**PROBLEM TO SOLVE:** Exact copies are required of the lines from the line containing "One point goes on each instance of the leafless" through the final line of the listing, both included, and of no other lines.

(Pointing and labeling entries)
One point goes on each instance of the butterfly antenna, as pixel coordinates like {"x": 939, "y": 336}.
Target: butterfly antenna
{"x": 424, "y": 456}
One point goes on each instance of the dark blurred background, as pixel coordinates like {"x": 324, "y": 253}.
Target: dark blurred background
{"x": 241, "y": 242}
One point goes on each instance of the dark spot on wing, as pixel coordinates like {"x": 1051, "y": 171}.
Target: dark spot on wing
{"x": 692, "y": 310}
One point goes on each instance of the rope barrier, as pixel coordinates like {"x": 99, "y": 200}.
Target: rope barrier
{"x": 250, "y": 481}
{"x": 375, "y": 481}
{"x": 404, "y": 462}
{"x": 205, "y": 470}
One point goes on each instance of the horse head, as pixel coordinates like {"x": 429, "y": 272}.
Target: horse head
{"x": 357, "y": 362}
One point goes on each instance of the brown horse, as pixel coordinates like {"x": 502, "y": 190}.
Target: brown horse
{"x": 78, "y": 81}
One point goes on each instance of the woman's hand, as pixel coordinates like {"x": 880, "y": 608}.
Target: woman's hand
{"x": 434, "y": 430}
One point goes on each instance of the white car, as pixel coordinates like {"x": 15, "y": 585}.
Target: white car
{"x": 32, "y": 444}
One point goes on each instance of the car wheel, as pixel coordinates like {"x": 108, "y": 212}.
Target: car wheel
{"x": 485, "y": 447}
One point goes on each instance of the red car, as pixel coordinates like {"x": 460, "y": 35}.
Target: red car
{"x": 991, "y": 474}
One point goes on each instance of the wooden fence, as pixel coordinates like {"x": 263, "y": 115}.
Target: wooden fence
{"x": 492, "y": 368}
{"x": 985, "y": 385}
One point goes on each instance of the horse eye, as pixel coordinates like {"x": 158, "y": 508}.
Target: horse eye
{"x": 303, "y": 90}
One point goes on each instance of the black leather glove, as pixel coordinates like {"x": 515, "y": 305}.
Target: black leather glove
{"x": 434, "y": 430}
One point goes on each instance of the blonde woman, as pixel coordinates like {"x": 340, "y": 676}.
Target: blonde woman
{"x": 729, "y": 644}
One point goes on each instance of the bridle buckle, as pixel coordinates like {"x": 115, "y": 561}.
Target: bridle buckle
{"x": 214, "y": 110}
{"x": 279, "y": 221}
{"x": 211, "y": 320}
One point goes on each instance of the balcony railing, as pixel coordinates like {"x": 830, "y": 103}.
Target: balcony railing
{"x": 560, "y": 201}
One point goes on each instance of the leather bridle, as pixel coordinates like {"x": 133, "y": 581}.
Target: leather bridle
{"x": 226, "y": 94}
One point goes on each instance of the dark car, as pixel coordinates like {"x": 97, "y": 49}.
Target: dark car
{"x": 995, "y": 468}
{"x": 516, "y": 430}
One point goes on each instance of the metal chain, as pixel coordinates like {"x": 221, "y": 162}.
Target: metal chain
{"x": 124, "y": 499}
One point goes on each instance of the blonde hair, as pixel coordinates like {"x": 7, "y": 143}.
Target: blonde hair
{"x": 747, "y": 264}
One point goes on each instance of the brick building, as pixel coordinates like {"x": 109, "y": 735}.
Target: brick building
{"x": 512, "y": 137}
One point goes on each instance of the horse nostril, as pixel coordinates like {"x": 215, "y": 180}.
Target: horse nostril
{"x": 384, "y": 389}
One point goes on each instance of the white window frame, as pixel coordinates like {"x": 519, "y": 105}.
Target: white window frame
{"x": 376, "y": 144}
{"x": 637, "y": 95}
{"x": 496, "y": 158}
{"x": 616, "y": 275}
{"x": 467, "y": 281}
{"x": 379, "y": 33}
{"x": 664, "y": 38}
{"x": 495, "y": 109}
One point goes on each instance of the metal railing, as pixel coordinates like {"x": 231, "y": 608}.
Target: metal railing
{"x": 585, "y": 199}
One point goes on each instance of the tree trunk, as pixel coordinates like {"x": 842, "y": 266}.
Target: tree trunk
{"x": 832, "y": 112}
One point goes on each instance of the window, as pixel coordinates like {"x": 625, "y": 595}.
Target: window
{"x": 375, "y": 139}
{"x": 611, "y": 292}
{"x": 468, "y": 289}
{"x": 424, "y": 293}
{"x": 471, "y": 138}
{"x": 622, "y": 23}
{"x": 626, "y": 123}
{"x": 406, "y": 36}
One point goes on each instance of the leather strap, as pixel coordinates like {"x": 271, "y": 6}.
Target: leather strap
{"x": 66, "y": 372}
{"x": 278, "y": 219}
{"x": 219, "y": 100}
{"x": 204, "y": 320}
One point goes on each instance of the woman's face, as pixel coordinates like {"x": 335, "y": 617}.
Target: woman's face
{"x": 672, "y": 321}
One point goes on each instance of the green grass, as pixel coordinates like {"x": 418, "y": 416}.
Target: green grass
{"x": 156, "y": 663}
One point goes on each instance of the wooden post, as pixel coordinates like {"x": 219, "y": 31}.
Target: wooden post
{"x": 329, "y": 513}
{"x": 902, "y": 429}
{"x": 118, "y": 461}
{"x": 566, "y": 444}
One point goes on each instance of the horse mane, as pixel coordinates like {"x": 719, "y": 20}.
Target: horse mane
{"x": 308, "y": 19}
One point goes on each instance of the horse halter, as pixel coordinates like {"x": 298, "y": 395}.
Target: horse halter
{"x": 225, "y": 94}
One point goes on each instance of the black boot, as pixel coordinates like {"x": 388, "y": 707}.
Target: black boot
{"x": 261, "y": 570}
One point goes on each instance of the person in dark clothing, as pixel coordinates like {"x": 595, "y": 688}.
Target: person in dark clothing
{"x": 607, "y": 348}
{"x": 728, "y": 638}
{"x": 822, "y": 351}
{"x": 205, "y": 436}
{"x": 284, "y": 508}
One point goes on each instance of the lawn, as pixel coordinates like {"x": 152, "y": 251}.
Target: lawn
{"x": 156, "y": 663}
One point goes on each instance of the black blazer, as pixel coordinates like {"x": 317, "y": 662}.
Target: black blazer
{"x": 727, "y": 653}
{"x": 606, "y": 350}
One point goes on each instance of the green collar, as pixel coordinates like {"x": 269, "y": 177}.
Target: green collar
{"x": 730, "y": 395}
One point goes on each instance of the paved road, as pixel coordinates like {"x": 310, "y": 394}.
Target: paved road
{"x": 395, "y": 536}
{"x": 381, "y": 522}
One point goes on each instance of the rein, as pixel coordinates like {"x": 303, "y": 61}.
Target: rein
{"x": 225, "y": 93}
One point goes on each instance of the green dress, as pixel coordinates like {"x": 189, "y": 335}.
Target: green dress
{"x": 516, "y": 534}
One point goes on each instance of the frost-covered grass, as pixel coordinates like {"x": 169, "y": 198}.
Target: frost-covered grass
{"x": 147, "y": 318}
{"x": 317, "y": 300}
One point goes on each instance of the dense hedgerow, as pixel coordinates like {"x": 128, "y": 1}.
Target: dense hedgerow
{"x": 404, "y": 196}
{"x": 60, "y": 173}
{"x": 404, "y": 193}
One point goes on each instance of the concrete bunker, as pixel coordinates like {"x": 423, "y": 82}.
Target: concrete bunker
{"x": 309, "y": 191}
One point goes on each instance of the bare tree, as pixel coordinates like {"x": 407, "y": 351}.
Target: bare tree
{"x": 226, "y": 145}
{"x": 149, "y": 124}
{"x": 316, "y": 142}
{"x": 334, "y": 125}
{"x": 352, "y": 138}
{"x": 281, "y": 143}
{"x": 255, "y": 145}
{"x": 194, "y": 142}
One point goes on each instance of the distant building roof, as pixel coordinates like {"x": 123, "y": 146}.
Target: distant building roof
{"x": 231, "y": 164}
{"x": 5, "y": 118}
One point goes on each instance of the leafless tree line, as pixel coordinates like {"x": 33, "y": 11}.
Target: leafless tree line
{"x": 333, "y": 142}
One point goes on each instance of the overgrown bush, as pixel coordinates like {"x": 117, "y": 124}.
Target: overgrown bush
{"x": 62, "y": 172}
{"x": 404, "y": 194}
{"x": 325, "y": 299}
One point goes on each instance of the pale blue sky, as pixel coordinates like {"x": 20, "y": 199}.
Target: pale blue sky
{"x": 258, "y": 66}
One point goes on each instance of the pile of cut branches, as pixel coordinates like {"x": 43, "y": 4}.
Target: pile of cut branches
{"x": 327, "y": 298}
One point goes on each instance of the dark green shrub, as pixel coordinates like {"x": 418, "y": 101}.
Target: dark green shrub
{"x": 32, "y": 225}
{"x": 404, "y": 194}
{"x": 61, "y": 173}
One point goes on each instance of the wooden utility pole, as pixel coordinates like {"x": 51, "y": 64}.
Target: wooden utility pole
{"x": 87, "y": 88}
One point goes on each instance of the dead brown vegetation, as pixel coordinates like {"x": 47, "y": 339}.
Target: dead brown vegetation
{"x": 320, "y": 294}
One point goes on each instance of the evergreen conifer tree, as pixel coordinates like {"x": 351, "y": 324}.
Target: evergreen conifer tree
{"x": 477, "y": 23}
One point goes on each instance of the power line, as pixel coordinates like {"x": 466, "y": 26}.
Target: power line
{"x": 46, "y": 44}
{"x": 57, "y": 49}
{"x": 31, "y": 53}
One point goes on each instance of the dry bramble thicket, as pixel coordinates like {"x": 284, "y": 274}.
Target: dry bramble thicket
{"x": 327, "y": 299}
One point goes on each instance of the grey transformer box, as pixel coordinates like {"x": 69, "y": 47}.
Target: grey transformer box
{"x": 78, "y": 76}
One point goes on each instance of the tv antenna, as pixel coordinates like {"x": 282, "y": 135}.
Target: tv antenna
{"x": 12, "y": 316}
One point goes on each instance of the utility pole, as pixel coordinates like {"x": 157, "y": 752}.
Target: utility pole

**THE SOLUTION:**
One point goes on each instance of the leafless tree line, as pixel coordinates like {"x": 33, "y": 11}.
Target: leafless tree line
{"x": 333, "y": 142}
One point goes on each instance of the overgrown bush, as pixel coordinates like {"x": 117, "y": 124}.
Target: overgrown bush
{"x": 62, "y": 172}
{"x": 404, "y": 194}
{"x": 325, "y": 299}
One point goes on each instance of the pale blue sky, as pixel coordinates like {"x": 20, "y": 199}.
Target: pale blue sky
{"x": 258, "y": 66}
One point goes on each instance of the pile of cut branches, as pixel coordinates like {"x": 43, "y": 4}.
Target: pile of cut branches
{"x": 327, "y": 298}
One point goes on each instance of the dark green shrub, as pixel coordinates like {"x": 418, "y": 101}.
Target: dark green shrub
{"x": 32, "y": 225}
{"x": 404, "y": 194}
{"x": 61, "y": 173}
One point goes on each instance of the wooden utility pole, as pixel coordinates like {"x": 51, "y": 64}.
Target: wooden utility pole
{"x": 87, "y": 88}
One point goes on each instance of the dead brown vegetation, as pixel coordinates like {"x": 47, "y": 339}.
Target: dead brown vegetation
{"x": 320, "y": 294}
One point goes on each instance of the evergreen conifer tree, as pixel coordinates like {"x": 351, "y": 324}.
Target: evergreen conifer tree
{"x": 477, "y": 23}
One point goes on each instance of the power line, as pixel coordinates like {"x": 466, "y": 26}.
Target: power line
{"x": 46, "y": 44}
{"x": 57, "y": 49}
{"x": 31, "y": 53}
One point goes on each instance of the dry bramble thicket, as pixel coordinates like {"x": 284, "y": 274}.
Target: dry bramble thicket
{"x": 327, "y": 299}
One point goes on each instance of the grey transformer box, as pixel coordinates like {"x": 69, "y": 47}.
Target: grey transformer box
{"x": 78, "y": 76}
One point goes on each instance of the tv antenna, as pixel coordinates like {"x": 282, "y": 135}.
Target: tv antenna
{"x": 12, "y": 316}
One point goes on each instance of the utility pole, as pixel coordinates like {"x": 157, "y": 752}.
Target: utility pole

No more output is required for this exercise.